Beta key for me please
return to Facebook again i must
oh, well, what the hell.


----------



## Agamon (Sep 7, 2011)

Like breeze through green trees
Ignore wall spam on Facebook
Keep your sanity


----------



## the Jester (Sep 7, 2011)

Kind of ironic
Neverwinter is colder
Than a winter knife


----------



## SqueezeBox (Sep 7, 2011)

Alas, 4th Edition.
Why do you make me upset?
Save yourself right here.


----------



## MrGrenadine (Sep 7, 2011)

Facebook, the time suck.
Productivity curtailed
by a new, fun app.


----------



## Deset Gled (Sep 7, 2011)

This may be the first
Facebook game I will enjoy
In all history


----------



## Someone (Sep 7, 2011)

Hear my haiku
Not make any sense at all
Purple banana


----------



## PatheticWretch (Sep 7, 2011)

▸ **EXTRACTED ENTRIES**
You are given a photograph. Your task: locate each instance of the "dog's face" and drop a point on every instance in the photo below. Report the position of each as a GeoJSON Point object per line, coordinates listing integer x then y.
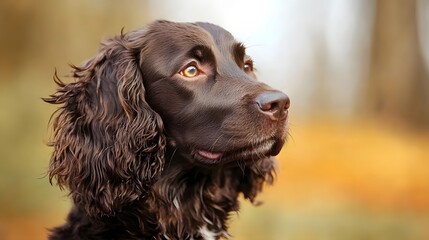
{"type": "Point", "coordinates": [199, 79]}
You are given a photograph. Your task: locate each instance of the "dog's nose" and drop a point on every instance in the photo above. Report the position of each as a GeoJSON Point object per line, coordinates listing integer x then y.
{"type": "Point", "coordinates": [273, 104]}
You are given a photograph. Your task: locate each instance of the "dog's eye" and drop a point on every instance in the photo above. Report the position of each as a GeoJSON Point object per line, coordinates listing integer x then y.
{"type": "Point", "coordinates": [190, 71]}
{"type": "Point", "coordinates": [248, 66]}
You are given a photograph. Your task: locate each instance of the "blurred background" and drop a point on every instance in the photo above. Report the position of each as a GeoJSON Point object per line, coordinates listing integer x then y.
{"type": "Point", "coordinates": [356, 165]}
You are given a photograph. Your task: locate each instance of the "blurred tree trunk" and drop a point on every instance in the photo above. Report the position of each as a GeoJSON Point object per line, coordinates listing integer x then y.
{"type": "Point", "coordinates": [398, 82]}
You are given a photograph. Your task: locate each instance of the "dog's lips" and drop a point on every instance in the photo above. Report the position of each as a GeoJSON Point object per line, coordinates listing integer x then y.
{"type": "Point", "coordinates": [268, 147]}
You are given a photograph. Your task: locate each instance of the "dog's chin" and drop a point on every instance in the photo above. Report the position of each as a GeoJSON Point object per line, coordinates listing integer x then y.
{"type": "Point", "coordinates": [251, 152]}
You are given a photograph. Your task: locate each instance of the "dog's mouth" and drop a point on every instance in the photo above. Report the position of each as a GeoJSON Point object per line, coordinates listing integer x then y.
{"type": "Point", "coordinates": [269, 147]}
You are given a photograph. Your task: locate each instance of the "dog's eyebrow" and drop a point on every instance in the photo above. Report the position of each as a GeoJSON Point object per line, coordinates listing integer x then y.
{"type": "Point", "coordinates": [238, 51]}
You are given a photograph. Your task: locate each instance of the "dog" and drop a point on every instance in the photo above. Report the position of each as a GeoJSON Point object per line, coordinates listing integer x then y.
{"type": "Point", "coordinates": [160, 133]}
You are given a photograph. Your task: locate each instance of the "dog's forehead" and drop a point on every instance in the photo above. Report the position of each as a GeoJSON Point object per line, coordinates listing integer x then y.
{"type": "Point", "coordinates": [190, 34]}
{"type": "Point", "coordinates": [219, 34]}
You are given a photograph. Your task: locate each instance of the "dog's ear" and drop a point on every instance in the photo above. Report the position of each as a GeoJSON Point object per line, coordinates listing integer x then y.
{"type": "Point", "coordinates": [108, 143]}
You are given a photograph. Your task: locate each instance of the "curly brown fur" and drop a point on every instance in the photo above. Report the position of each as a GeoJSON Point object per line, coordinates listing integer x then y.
{"type": "Point", "coordinates": [148, 152]}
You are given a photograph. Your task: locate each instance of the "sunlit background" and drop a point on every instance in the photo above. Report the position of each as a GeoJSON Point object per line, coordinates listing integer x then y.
{"type": "Point", "coordinates": [356, 165]}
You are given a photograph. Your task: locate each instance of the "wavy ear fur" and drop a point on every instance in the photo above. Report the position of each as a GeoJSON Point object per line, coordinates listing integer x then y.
{"type": "Point", "coordinates": [108, 143]}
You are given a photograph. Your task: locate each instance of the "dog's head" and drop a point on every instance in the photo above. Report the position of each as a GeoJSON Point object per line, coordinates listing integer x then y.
{"type": "Point", "coordinates": [201, 82]}
{"type": "Point", "coordinates": [189, 87]}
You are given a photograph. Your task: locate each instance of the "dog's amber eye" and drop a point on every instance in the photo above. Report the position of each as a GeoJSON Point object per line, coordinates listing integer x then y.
{"type": "Point", "coordinates": [248, 66]}
{"type": "Point", "coordinates": [190, 71]}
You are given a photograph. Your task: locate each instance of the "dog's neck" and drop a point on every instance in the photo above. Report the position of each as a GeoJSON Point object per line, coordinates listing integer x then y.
{"type": "Point", "coordinates": [190, 200]}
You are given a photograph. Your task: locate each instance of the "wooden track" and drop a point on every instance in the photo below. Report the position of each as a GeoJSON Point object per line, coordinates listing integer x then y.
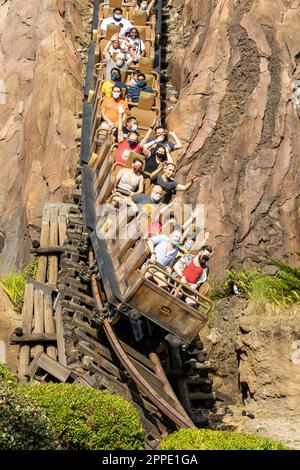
{"type": "Point", "coordinates": [68, 330]}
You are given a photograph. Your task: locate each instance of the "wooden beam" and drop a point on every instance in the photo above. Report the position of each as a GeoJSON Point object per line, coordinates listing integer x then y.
{"type": "Point", "coordinates": [60, 336]}
{"type": "Point", "coordinates": [53, 269]}
{"type": "Point", "coordinates": [46, 288]}
{"type": "Point", "coordinates": [43, 361]}
{"type": "Point", "coordinates": [56, 249]}
{"type": "Point", "coordinates": [49, 325]}
{"type": "Point", "coordinates": [33, 338]}
{"type": "Point", "coordinates": [27, 313]}
{"type": "Point", "coordinates": [44, 242]}
{"type": "Point", "coordinates": [38, 318]}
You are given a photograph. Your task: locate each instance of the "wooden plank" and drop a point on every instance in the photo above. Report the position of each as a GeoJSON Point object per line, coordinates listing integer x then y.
{"type": "Point", "coordinates": [43, 361]}
{"type": "Point", "coordinates": [84, 325]}
{"type": "Point", "coordinates": [27, 314]}
{"type": "Point", "coordinates": [136, 355]}
{"type": "Point", "coordinates": [60, 336]}
{"type": "Point", "coordinates": [100, 360]}
{"type": "Point", "coordinates": [50, 250]}
{"type": "Point", "coordinates": [78, 295]}
{"type": "Point", "coordinates": [83, 382]}
{"type": "Point", "coordinates": [53, 261]}
{"type": "Point", "coordinates": [46, 288]}
{"type": "Point", "coordinates": [34, 338]}
{"type": "Point", "coordinates": [95, 345]}
{"type": "Point", "coordinates": [150, 377]}
{"type": "Point", "coordinates": [38, 318]}
{"type": "Point", "coordinates": [44, 242]}
{"type": "Point", "coordinates": [62, 228]}
{"type": "Point", "coordinates": [49, 323]}
{"type": "Point", "coordinates": [27, 311]}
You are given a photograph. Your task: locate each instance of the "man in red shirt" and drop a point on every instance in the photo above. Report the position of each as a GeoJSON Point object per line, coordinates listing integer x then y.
{"type": "Point", "coordinates": [196, 272]}
{"type": "Point", "coordinates": [131, 143]}
{"type": "Point", "coordinates": [109, 109]}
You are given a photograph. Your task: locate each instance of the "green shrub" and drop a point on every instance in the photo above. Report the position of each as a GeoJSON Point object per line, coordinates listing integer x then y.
{"type": "Point", "coordinates": [202, 439]}
{"type": "Point", "coordinates": [84, 418]}
{"type": "Point", "coordinates": [282, 288]}
{"type": "Point", "coordinates": [14, 283]}
{"type": "Point", "coordinates": [7, 376]}
{"type": "Point", "coordinates": [23, 426]}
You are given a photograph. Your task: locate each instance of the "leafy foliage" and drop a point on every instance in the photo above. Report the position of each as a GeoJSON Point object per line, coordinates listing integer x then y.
{"type": "Point", "coordinates": [202, 439]}
{"type": "Point", "coordinates": [282, 288]}
{"type": "Point", "coordinates": [14, 283]}
{"type": "Point", "coordinates": [7, 376]}
{"type": "Point", "coordinates": [23, 426]}
{"type": "Point", "coordinates": [86, 419]}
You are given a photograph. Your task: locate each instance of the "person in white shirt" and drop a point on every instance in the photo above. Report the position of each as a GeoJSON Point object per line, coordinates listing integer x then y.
{"type": "Point", "coordinates": [134, 46]}
{"type": "Point", "coordinates": [117, 18]}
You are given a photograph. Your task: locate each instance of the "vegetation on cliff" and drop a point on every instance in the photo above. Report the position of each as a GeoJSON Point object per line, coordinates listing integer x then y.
{"type": "Point", "coordinates": [203, 439]}
{"type": "Point", "coordinates": [281, 288]}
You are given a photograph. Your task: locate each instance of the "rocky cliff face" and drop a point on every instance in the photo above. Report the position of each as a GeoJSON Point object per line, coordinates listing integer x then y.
{"type": "Point", "coordinates": [255, 357]}
{"type": "Point", "coordinates": [236, 68]}
{"type": "Point", "coordinates": [40, 93]}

▸ **LIST OF TASKS**
(1) List every username that appears in a header in the haiku forum thread.
(2) In the haiku forum thread, which poster's haiku ends with the line "Purple banana"?

▸ **CORRECT ANSWERS**
(1) Agamon, the Jester, SqueezeBox, MrGrenadine, Deset Gled, Someone, PatheticWretch

(2) Someone